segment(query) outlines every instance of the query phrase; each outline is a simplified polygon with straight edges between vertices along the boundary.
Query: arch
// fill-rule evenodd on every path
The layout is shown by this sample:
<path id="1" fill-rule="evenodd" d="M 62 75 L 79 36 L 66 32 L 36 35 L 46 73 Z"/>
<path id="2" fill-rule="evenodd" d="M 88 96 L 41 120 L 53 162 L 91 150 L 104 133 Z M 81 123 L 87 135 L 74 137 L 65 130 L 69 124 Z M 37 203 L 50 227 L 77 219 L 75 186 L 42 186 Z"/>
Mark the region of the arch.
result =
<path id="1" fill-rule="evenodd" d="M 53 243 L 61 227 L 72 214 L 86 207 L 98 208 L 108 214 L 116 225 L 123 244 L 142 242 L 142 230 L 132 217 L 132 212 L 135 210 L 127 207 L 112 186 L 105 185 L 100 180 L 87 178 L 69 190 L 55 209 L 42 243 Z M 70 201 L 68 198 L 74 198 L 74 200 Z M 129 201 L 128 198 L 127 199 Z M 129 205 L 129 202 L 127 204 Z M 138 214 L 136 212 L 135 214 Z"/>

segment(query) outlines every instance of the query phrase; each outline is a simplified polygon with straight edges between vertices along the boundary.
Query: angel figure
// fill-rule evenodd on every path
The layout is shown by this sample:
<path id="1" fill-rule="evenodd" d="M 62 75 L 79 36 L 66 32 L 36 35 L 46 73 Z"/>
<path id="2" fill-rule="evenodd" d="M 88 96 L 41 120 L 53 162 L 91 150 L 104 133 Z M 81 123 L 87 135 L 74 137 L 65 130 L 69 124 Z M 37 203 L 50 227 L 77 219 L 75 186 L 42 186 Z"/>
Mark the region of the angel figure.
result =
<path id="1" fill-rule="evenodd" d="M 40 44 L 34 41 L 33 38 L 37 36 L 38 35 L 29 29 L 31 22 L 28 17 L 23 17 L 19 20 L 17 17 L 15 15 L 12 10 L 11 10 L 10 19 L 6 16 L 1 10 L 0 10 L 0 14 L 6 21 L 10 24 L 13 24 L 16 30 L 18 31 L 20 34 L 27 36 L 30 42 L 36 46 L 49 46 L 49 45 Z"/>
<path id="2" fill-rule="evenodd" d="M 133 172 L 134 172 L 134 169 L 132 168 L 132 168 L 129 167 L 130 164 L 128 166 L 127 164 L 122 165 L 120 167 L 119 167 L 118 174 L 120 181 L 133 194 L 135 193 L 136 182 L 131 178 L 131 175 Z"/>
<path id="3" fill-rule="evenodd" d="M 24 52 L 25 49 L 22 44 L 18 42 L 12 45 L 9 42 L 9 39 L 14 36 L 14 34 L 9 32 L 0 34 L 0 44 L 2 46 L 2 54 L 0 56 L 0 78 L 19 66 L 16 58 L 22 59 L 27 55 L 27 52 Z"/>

▶ [THE EXERCISE]: Return what is listed above, exactly and completely.

▶ [WRITTEN ANSWER]:
segment(query) outlines every instance of the query phrase; each outline is a simplified polygon with straight edges between vertices along the boundary.
Query: arch
// fill-rule evenodd on every path
The layout is shown by this sample:
<path id="1" fill-rule="evenodd" d="M 62 75 L 79 36 L 66 32 L 36 35 L 46 73 Z"/>
<path id="2" fill-rule="evenodd" d="M 88 96 L 41 120 L 53 162 L 91 150 L 104 133 Z M 81 123 L 87 135 L 74 137 L 65 130 L 69 124 Z M 37 203 L 50 227 L 77 219 L 75 186 L 42 186 Z"/>
Mark the region of the arch.
result =
<path id="1" fill-rule="evenodd" d="M 53 243 L 61 227 L 72 214 L 86 207 L 98 208 L 108 214 L 116 225 L 123 244 L 142 242 L 142 230 L 132 217 L 132 212 L 135 210 L 127 207 L 112 186 L 105 185 L 100 180 L 87 178 L 69 190 L 55 209 L 42 243 Z M 70 201 L 68 198 L 74 198 L 74 200 Z M 129 201 L 128 198 L 127 199 Z M 129 205 L 129 202 L 127 204 Z M 138 214 L 136 212 L 135 214 Z"/>

segment(query) outlines every instance of the query phrase; each outline is a simplified polygon with straight edges between vertices along the boundary.
Query: angel figure
// fill-rule evenodd on every path
The layout is shown by this sample:
<path id="1" fill-rule="evenodd" d="M 62 75 L 79 36 L 66 32 L 36 35 L 46 73 Z"/>
<path id="2" fill-rule="evenodd" d="M 88 96 L 41 120 L 53 162 L 91 150 L 104 133 Z M 81 123 L 87 135 L 74 137 L 65 130 L 69 124 Z M 37 203 L 50 227 L 77 219 L 75 186 L 42 186 Z"/>
Mark the region of the angel figure.
result =
<path id="1" fill-rule="evenodd" d="M 40 44 L 34 41 L 33 38 L 37 36 L 38 35 L 29 29 L 31 22 L 28 17 L 23 17 L 19 20 L 17 17 L 15 15 L 12 10 L 11 10 L 10 19 L 6 16 L 1 10 L 0 10 L 0 14 L 6 21 L 10 24 L 13 24 L 16 30 L 18 31 L 20 34 L 27 36 L 30 42 L 36 46 L 49 46 L 49 45 Z"/>
<path id="2" fill-rule="evenodd" d="M 133 172 L 134 172 L 134 169 L 132 168 L 132 168 L 129 167 L 130 164 L 128 166 L 127 164 L 122 165 L 120 167 L 119 167 L 118 174 L 120 181 L 133 194 L 135 193 L 136 182 L 131 178 L 131 175 Z"/>
<path id="3" fill-rule="evenodd" d="M 24 52 L 25 49 L 22 44 L 18 42 L 12 45 L 9 42 L 9 39 L 14 36 L 14 34 L 9 32 L 0 34 L 0 44 L 2 46 L 2 54 L 0 56 L 0 78 L 19 66 L 16 58 L 22 59 L 27 55 L 27 52 Z"/>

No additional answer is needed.